#### Information supplied

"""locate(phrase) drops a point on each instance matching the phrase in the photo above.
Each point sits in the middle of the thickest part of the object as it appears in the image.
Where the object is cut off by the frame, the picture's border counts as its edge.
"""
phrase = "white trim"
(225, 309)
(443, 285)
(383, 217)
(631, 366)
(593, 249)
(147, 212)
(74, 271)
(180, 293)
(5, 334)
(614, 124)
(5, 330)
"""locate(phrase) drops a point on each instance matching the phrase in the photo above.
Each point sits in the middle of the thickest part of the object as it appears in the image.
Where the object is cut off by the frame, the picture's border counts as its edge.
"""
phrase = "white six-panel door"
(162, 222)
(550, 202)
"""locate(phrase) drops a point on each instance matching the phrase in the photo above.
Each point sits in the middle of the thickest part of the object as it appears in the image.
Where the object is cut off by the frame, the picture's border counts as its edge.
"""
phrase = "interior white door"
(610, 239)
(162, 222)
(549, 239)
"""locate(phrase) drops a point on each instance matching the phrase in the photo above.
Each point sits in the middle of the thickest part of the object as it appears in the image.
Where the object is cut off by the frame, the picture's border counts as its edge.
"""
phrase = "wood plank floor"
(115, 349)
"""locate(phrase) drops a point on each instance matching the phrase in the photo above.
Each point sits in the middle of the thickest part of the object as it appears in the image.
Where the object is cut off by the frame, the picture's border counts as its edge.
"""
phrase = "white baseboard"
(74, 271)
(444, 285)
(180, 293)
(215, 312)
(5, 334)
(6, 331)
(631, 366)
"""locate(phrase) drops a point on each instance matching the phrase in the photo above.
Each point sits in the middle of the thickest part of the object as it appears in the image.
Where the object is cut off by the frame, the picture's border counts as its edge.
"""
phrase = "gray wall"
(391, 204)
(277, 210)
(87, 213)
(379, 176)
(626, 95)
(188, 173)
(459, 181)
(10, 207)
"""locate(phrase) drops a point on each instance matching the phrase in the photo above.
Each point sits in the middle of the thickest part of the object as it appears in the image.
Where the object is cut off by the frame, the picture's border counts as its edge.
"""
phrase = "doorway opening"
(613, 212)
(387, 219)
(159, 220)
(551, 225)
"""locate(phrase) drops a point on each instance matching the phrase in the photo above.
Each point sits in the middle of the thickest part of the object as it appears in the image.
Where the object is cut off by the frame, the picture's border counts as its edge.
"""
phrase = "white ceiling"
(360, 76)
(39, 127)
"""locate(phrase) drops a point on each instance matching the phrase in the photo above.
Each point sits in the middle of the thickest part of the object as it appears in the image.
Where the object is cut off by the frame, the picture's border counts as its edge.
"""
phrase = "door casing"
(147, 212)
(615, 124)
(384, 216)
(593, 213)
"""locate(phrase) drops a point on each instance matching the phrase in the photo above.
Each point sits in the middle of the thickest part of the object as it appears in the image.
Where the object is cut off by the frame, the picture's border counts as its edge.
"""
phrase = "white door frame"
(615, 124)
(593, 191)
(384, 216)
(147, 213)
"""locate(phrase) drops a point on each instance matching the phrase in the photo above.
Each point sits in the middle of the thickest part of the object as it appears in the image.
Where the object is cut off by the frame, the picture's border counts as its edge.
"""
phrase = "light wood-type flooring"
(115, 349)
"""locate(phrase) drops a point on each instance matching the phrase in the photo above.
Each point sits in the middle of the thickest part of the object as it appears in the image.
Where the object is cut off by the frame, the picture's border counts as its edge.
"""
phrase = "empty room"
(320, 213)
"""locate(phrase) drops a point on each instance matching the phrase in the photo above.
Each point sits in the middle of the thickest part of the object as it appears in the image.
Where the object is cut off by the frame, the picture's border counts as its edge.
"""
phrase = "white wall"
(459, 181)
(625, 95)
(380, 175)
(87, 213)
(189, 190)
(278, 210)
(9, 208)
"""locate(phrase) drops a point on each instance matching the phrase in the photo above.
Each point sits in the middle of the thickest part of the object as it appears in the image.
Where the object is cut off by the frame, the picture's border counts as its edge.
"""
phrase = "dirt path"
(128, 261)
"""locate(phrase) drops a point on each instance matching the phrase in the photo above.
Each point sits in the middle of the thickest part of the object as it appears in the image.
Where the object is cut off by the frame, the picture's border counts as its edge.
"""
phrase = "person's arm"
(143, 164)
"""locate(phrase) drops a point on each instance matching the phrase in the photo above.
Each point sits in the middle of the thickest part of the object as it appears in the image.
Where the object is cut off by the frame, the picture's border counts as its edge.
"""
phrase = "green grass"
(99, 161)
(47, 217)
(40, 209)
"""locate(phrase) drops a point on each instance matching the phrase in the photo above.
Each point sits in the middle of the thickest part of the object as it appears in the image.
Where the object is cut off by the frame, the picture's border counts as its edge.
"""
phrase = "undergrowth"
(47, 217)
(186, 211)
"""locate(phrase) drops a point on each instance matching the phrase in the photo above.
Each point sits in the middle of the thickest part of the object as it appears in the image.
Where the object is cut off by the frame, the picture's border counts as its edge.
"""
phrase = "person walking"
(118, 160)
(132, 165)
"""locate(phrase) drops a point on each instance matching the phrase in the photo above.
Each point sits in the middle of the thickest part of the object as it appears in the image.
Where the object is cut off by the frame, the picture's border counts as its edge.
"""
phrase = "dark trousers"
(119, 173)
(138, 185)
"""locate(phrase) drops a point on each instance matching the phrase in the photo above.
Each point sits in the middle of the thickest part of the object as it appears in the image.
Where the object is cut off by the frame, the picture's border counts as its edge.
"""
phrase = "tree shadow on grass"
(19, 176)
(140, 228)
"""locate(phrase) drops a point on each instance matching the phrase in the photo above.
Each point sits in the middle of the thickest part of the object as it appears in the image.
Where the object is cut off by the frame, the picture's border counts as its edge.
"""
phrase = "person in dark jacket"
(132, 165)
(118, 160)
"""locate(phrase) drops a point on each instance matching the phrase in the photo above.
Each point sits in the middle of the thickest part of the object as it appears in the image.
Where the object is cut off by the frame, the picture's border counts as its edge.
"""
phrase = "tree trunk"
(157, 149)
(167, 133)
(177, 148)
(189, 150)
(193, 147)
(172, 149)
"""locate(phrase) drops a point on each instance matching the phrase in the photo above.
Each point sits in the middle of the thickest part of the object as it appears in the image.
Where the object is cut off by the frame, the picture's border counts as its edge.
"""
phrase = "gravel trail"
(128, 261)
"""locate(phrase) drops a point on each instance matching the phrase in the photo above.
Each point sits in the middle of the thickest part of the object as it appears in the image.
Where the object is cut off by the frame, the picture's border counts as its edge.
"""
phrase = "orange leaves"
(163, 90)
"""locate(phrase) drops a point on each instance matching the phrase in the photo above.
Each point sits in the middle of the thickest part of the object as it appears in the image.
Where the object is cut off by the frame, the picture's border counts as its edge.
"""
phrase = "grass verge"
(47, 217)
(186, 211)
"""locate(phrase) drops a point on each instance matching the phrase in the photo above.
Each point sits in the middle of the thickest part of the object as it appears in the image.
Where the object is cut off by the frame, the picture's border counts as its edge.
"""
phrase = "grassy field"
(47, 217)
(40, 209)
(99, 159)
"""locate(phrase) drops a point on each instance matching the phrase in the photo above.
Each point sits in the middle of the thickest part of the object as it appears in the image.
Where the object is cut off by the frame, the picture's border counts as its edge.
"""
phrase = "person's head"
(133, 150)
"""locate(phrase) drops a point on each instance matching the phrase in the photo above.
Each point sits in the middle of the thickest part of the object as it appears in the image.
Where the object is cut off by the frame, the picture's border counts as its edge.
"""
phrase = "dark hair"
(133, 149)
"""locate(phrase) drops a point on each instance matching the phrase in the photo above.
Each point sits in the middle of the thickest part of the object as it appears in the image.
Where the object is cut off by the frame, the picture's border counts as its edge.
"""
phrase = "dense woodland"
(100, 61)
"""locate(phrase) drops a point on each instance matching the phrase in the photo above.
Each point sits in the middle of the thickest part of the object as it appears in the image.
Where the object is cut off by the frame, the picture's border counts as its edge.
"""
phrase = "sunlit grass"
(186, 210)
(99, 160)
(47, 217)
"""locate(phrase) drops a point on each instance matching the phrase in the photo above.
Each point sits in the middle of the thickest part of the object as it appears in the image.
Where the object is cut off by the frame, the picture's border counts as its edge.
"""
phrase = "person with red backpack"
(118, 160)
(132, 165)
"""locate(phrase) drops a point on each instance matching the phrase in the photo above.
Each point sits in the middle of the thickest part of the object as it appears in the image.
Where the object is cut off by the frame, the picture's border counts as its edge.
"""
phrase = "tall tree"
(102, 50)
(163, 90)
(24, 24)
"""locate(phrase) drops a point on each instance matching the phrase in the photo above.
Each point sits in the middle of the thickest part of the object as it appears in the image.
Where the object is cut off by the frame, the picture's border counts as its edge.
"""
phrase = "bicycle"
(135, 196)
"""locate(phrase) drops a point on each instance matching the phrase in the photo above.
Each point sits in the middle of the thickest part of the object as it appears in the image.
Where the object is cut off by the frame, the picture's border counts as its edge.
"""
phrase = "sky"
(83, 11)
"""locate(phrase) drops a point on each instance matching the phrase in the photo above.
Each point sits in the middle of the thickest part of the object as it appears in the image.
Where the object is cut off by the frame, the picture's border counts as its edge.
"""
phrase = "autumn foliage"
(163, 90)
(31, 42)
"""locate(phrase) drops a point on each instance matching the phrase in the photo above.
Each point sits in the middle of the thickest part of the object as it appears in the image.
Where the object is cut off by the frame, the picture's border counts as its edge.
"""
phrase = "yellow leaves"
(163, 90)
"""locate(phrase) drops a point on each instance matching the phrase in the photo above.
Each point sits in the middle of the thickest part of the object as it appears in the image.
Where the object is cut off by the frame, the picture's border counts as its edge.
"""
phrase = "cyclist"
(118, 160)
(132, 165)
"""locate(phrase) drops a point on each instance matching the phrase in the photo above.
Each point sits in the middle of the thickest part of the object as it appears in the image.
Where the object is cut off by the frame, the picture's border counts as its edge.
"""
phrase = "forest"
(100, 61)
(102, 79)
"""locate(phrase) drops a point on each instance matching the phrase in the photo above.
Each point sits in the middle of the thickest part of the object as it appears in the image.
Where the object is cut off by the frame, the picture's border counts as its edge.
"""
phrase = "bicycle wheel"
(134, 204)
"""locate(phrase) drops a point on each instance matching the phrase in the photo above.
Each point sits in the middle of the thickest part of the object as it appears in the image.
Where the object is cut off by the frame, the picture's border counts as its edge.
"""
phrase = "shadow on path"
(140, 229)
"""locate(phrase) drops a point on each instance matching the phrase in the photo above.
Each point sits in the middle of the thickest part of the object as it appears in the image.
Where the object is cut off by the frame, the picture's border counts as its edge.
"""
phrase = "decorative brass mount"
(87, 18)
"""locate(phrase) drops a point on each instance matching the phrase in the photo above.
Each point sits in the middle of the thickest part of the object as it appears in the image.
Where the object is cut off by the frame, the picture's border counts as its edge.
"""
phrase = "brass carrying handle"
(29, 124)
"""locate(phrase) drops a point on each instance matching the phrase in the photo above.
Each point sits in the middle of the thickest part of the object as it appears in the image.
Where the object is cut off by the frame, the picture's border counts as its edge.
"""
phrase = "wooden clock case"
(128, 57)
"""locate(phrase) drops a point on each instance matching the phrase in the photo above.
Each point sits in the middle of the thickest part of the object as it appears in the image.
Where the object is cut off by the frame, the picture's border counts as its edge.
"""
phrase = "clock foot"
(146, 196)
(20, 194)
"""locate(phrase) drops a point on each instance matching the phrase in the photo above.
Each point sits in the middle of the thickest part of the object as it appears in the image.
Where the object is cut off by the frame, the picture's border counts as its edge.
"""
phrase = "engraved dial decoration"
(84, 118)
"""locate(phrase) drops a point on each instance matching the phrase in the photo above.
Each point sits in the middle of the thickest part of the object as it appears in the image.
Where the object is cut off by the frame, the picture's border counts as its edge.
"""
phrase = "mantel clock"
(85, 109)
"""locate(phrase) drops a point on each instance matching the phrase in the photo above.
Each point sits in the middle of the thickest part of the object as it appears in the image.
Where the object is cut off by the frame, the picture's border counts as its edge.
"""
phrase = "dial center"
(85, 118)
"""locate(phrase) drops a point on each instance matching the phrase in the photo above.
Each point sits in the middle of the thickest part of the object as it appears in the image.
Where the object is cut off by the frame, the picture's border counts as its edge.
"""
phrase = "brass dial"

########

_Written task:_
Return every line in the records above that contains the string "dial", matching case exactly.

_Final result:_
phrase = "engraved dial decoration"
phrase = "dial center"
phrase = "brass dial"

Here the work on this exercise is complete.